• _FRAGMENTO DEL TEXTO_
________________________________________
La leyenda, transmutada en historia (o al revés), dice que todo empezó en 1928 cuando el mundo asistió al milagro de un ratón a los mandos de un barco. Tras la fallida creación de Oswald, el conejo afortunado, cuyos derechos acabaron en manos de Universal, Mickey Mouse y su Steamboat Willie se convirtieron en el primer corto animado con sonido. Y no sólo eso. La creación de Ub Iwerks (él fue el dibujante del ratón) pronto adquiría el carácter de icono de los tiempos. De todos. A ello le siguió las Silly Symphonie, antecedente directo de Fantasía, y la particular adaptación de Los tres cerditos, el corto animado con más éxito de la historia, justo antes de que en 1937 Blancanieves y los siete enanitos inventara la infancia. Literalmente. Hasta la llegada a los cines de la princesa destronada, los niños no habían sido nunca un público deseable. No solían tener dinero. O no tanto como sus padres. Hasta que Disney cayó en la cuenta que detrás de cada infante hay una familia y un brillante negocio de happy meals. La película que, entre otras innovaciones incorporaba la cámara multiplanos para producir sensación de profundidad, costó cerca de 1,5 millones de dólares. El presupuesto había sido más que superado. Para mayo del 39, la recaudación de 6,5 millones convertían a Blancanieves y sus amigos diminutos en la película sonora de más éxito de la historia.
________________________________________
• _MATERIALES PROPORCIONADOS_
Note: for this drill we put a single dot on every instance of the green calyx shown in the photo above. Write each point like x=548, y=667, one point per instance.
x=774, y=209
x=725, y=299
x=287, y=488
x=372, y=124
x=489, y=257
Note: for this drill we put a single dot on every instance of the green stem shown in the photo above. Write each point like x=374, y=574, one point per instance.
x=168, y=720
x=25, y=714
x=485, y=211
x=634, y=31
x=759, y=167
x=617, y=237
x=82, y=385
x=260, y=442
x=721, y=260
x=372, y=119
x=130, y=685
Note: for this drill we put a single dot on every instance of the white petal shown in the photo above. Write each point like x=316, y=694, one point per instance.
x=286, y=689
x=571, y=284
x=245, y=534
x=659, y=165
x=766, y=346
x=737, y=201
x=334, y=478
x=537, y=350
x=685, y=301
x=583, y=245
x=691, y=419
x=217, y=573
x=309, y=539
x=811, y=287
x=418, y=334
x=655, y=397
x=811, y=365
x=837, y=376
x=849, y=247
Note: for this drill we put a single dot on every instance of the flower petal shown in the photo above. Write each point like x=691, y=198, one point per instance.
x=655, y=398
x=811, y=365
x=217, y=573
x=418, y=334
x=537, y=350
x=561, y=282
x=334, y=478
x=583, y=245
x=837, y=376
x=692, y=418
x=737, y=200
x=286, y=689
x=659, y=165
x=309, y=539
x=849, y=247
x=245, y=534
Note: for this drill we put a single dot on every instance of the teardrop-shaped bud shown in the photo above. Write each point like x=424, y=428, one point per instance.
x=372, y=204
________________________________________
• _TAREAS POR REALIZAR_
**1)** Reproduce literalmente el texto completo sobre los comienzos de Disney.
**2)** Presenta como una lista JSON de cadenas, una por línea y sin incluir líneas en blanco, todo lo que hay en las entradas desde la línea que contiene "y=428, one point per instance." hasta el final de las entradas.
El texto y las entradas no tienen relación entre sí.

• _SOLUCIONES POR TAREA_
**1)**
La leyenda, transmutada en historia (o al revés), dice que todo empezó en 1928 cuando el mundo asistió al milagro de un ratón a los mandos de un barco. Tras la fallida creación de Oswald, el conejo afortunado, cuyos derechos acabaron en manos de Universal, Mickey Mouse y su Steamboat Willie se convirtieron en el primer corto animado con sonido. Y no sólo eso. La creación de Ub Iwerks (él fue el dibujante del ratón) pronto adquiría el carácter de icono de los tiempos. De todos. A ello le siguió las Silly Symphonie, antecedente directo de Fantasía, y la particular adaptación de Los tres cerditos, el corto animado con más éxito de la historia, justo antes de que en 1937 Blancanieves y los siete enanitos inventara la infancia. Literalmente. Hasta la llegada a los cines de la princesa destronada, los niños no habían sido nunca un público deseable. No solían tener dinero. O no tanto como sus padres. Hasta que Disney cayó en la cuenta que detrás de cada infante hay una familia y un brillante negocio de happy meals. La película que, entre otras innovaciones incorporaba la cámara multiplanos para producir sensación de profundidad, costó cerca de 1,5 millones de dólares. El presupuesto había sido más que superado. Para mayo del 39, la recaudación de 6,5 millones convertían a Blancanieves y sus amigos diminutos en la película sonora de más éxito de la historia.

**2)**
[
  "Note: for this drill we put a single dot on every instance of the teardrop-shaped bud shown in the photo above. Write each point like x=424, y=428, one point per instance.",
  "x=372, y=204"
]